• _EXERCISE INSTRUCTIONS_: Repeat the data below exactly, dropping any pictures it holds.

(Stored data)
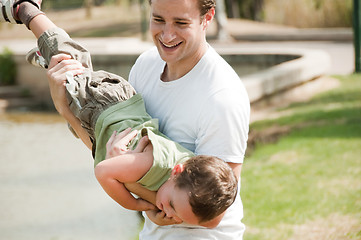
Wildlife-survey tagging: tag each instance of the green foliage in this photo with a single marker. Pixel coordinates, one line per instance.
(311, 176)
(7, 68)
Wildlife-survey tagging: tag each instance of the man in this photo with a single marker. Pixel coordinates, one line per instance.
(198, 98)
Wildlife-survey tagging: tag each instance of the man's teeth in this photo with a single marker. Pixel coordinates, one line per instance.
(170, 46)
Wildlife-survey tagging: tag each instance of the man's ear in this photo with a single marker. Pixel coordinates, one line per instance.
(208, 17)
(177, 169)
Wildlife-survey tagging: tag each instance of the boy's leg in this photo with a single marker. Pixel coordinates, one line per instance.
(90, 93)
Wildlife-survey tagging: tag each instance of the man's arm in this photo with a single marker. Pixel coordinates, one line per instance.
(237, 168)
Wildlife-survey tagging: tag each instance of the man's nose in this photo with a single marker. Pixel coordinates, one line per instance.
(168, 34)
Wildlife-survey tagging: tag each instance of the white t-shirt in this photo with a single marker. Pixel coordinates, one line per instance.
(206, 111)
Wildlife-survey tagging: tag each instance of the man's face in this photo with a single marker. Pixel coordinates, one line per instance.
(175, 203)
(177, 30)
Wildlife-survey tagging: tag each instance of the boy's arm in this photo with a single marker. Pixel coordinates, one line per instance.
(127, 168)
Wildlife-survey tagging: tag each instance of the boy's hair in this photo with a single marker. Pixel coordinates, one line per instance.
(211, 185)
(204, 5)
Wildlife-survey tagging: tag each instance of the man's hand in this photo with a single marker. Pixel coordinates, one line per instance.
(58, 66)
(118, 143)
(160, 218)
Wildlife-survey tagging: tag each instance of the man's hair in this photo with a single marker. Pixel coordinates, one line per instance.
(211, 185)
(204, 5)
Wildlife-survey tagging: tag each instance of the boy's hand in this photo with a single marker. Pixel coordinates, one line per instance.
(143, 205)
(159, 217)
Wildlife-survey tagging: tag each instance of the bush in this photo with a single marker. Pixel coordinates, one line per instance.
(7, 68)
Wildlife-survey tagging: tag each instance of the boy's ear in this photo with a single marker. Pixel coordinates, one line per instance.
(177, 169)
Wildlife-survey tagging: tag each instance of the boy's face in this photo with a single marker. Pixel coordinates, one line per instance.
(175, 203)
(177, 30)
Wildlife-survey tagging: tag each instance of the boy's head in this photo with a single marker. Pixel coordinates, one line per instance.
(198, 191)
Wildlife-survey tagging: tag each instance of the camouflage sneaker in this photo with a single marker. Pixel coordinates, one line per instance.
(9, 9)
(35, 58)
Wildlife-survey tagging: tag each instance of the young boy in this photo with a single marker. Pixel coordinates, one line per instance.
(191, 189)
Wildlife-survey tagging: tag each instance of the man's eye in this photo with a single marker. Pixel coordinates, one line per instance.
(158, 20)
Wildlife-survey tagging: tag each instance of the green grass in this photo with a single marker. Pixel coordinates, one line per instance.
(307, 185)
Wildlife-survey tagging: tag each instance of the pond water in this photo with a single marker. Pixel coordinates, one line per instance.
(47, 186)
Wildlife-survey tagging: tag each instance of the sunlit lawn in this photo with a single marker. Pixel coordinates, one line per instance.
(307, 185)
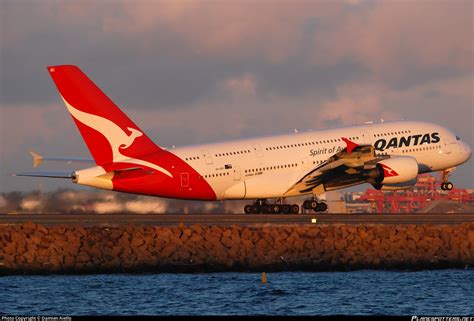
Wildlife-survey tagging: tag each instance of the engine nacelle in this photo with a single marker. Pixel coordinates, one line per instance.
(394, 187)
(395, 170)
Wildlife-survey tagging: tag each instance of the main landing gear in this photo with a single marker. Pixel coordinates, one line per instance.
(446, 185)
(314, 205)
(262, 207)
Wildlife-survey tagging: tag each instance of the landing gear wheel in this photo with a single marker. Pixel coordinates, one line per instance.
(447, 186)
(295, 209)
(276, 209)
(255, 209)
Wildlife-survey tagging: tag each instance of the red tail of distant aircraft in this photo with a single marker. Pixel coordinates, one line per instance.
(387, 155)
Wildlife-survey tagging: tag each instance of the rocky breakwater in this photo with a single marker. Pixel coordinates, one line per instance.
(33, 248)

• _COMPLETE RESPONSE_:
Wildlife-survey tagging: tag each instance of the green foliage in this photo with a single marker. Pixel coordinates, one line per instance.
(311, 176)
(7, 68)
Wildlife-survey tagging: tag each instance of the man in this photo with a single marker. Pixel coordinates, one line per instance.
(198, 98)
Wildlife-survey tagging: tag each instance of the man's teeth in this photo with a single marker. Pixel coordinates, one line per instance.
(170, 46)
Wildlife-survey tagging: tag each instance of the man's ear in this photo with a single marker. Pixel coordinates, one line per instance.
(208, 17)
(177, 169)
Wildlife-survey tagging: tag each instance of the boy's leg in this photo with a single marker. Pixel coordinates, one line per instance.
(90, 93)
Wildlife-survey tagging: tag each instance of the man's arm in this photo with a single marker. Pixel coordinates, one line per instance.
(237, 168)
Wildlife-survey tagging: tag each instance of the man's nose in this photo with a single marker. Pixel coordinates, one line per instance.
(168, 34)
Wildlife-survey tagging: tag each instance of the white t-shirt in this photo with a single marker. Pixel coordinates, one line per instance.
(206, 111)
Wildlife-survey tagging: tag each instance of the man's face in this photo with a single marker. Pixel coordinates, one line per instance.
(175, 203)
(177, 30)
Wildlife-survey tagging: tag each instance of the boy's arm in this photo with a single marker. Pixel coordinates, one line per instance.
(127, 168)
Wildlife-survey tagging: tag each instance of the boy's hair in this photo with a single marker. Pixel coordinates, one line per instance.
(211, 185)
(204, 5)
Wildlife-survey tagging: tag each instance of the man's hand in this photo with a single marker. Pixel coordinates, one line per instance.
(58, 66)
(118, 143)
(160, 218)
Wildlife-survey tagging: tag each instance of the man's hair in this photo with a single marker. Pixel coordinates, one line per instance.
(211, 185)
(204, 5)
Wildlife-survey tagging: tag each instance of the boy's hand in this photo with a single marker. Pixel coordinates, one line per instance.
(143, 205)
(159, 217)
Wildlife-survey tagging: tag each instance of the bush in this photo with a single marker. Pixel coordinates, one line per instance.
(7, 68)
Wildlife-survey tagging: tag each instance of the boy's ear in this photo with a single marker. Pixel coordinates, one line per instance.
(177, 169)
Wildlife-survey tagging: tag each instance of the boy's face in this photo with a single marker. Pixel coordinates, one line per instance.
(175, 203)
(177, 30)
Wildlife-survey tagging: tag each instance of the boy's head in this photo with a single marker. Pixel coordinates, one line per instance.
(198, 191)
Wildlife-survey tagging: tag each instance of the camouflage sneaker in this photo with a single marker. Pixel coordinates, one line per instance.
(9, 9)
(35, 58)
Wildlife-survey tagging: tag each instance of the young boy in this photo with a single marker. Pixel coordinates, one line per instance.
(191, 189)
Wildlife-survey tagging: tag each instance of the man's eye in this photo with a single marker. Pixel coordinates, one line per instance.
(158, 20)
Wildlife-survey tagging: tag each instance of the green grass in this photo with a single marker. Pixel coordinates, one line per instance.
(307, 185)
Wildlife-survey tagging: tag each instance of the pond water in this photo with a single marker. Pixel coordinates, one line per instance.
(47, 186)
Wildlife-survey tagging: tag each instance of the sunlit lawn in this photo with a single marker. Pixel coordinates, one line per instance.
(307, 185)
Wildlife-survey tagging: tag each instance of the engine nacelle in this photo with a single marker. Pixel coordinates, one line per instance.
(394, 187)
(395, 170)
Wildlife-survey tagging: tag each instance of the main landing gear in this photo with a single marker. Pixel coordinates, one line per instance.
(446, 185)
(314, 205)
(262, 207)
Wildlife-survey tagging: tag each instance of the landing gear wheel in this photo with a single marker. Pixel coordinates, one line per instance.
(447, 186)
(295, 209)
(276, 209)
(255, 209)
Wildlife-survey tagging: tag each instance of the red tail of distant aircraft in this photo with a single marker. Pixel coordinates, one line per instance.
(387, 155)
Wildlife-survey tagging: tag each instance of the rocky breakwater in this photo with a single marker. Pixel coordinates, one line per instance.
(33, 248)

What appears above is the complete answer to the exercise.